§ **Records provided**:
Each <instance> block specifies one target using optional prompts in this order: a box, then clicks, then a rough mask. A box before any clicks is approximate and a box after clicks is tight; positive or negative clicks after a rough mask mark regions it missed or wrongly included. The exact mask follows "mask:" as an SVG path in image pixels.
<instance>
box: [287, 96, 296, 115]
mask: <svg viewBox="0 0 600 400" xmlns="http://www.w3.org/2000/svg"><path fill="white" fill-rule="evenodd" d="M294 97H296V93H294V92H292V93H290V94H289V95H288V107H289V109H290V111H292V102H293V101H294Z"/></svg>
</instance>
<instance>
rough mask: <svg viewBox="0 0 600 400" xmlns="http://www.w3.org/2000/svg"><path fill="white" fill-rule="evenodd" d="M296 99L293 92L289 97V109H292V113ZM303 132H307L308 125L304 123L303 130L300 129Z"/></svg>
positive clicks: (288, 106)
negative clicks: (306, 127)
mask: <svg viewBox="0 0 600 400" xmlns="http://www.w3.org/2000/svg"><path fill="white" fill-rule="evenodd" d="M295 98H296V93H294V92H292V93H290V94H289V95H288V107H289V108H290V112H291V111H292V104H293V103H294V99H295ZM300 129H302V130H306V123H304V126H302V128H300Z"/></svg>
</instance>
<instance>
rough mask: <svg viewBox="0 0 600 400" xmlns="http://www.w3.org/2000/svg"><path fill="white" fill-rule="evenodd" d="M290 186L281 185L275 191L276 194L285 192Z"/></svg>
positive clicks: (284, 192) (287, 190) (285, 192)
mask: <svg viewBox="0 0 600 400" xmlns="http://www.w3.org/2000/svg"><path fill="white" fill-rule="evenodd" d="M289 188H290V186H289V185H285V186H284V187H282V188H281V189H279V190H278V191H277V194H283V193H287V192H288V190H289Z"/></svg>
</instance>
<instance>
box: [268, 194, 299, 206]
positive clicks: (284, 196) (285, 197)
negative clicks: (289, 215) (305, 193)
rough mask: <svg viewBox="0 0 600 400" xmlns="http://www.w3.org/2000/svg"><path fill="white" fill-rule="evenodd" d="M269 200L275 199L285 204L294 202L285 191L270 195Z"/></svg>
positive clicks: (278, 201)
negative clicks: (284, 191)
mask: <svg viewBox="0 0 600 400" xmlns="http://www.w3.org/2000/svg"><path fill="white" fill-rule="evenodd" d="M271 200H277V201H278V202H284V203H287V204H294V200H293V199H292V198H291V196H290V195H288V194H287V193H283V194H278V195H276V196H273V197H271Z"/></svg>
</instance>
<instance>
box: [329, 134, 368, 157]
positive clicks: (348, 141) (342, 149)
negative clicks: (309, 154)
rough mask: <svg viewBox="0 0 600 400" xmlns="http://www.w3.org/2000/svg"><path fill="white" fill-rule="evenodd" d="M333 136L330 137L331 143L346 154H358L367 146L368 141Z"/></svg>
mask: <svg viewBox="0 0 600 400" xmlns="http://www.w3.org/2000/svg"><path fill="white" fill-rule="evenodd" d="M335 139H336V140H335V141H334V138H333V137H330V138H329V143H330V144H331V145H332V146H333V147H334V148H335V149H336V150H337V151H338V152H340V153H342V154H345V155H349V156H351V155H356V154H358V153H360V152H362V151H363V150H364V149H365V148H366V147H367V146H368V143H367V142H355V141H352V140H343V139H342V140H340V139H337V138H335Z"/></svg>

§ **Task prompt**:
After reading the entries, reproduce every one of them exactly.

§ **Answer to the problem**:
Each <instance> block specifies one target using optional prompts in this order: a box, then clicks, then a rough mask. A box before any clicks is approximate and a box after clicks is tight; positive or negative clicks after a rough mask mark regions it missed or wrongly included. The exact mask follows "mask:" as an SVG path in image pixels.
<instance>
box: [287, 96, 296, 115]
mask: <svg viewBox="0 0 600 400" xmlns="http://www.w3.org/2000/svg"><path fill="white" fill-rule="evenodd" d="M294 97H296V93H294V92H292V93H290V94H289V95H288V107H289V109H290V111H292V102H293V101H294Z"/></svg>
</instance>
<instance>
rough mask: <svg viewBox="0 0 600 400" xmlns="http://www.w3.org/2000/svg"><path fill="white" fill-rule="evenodd" d="M296 99L293 92L289 97V109H292V113ZM303 132H307L308 125L304 123L303 130L300 129Z"/></svg>
positive clicks: (288, 106)
negative clicks: (306, 127)
mask: <svg viewBox="0 0 600 400" xmlns="http://www.w3.org/2000/svg"><path fill="white" fill-rule="evenodd" d="M295 98H296V93H294V92H292V93H290V94H289V95H288V107H289V108H290V112H291V111H292V104H293V103H294V99H295ZM300 129H302V130H306V123H304V126H302V128H300Z"/></svg>
</instance>
<instance>
rough mask: <svg viewBox="0 0 600 400" xmlns="http://www.w3.org/2000/svg"><path fill="white" fill-rule="evenodd" d="M290 186L281 185L275 191L276 194L285 192Z"/></svg>
positive clicks: (284, 192) (287, 190) (285, 192)
mask: <svg viewBox="0 0 600 400" xmlns="http://www.w3.org/2000/svg"><path fill="white" fill-rule="evenodd" d="M289 188H290V186H289V185H285V186H284V187H282V188H281V189H279V190H278V191H277V194H283V193H287V192H288V190H289Z"/></svg>
</instance>
<instance>
box: [268, 194, 299, 206]
positive clicks: (284, 196) (285, 197)
negative clicks: (289, 215) (305, 193)
rough mask: <svg viewBox="0 0 600 400" xmlns="http://www.w3.org/2000/svg"><path fill="white" fill-rule="evenodd" d="M269 200L275 199L285 204L294 202L285 191L270 195Z"/></svg>
positive clicks: (278, 201)
negative clicks: (284, 191)
mask: <svg viewBox="0 0 600 400" xmlns="http://www.w3.org/2000/svg"><path fill="white" fill-rule="evenodd" d="M271 200H277V201H278V202H284V203H287V204H294V200H293V199H292V198H291V196H290V195H288V194H287V193H283V194H278V195H276V196H273V197H271Z"/></svg>
</instance>
<instance>
box: [329, 134, 368, 157]
positive clicks: (348, 141) (342, 149)
negative clicks: (309, 154)
rough mask: <svg viewBox="0 0 600 400" xmlns="http://www.w3.org/2000/svg"><path fill="white" fill-rule="evenodd" d="M333 136L330 137L331 143L346 154H358L367 146L368 141Z"/></svg>
mask: <svg viewBox="0 0 600 400" xmlns="http://www.w3.org/2000/svg"><path fill="white" fill-rule="evenodd" d="M335 139H336V140H335V141H334V138H333V137H330V138H329V143H330V144H331V145H332V146H333V147H334V148H335V149H336V150H337V151H338V152H340V153H342V154H345V155H349V156H351V155H356V154H358V153H360V152H362V151H363V150H364V149H365V148H366V147H367V146H368V143H367V142H355V141H352V140H343V139H342V140H340V139H337V138H335Z"/></svg>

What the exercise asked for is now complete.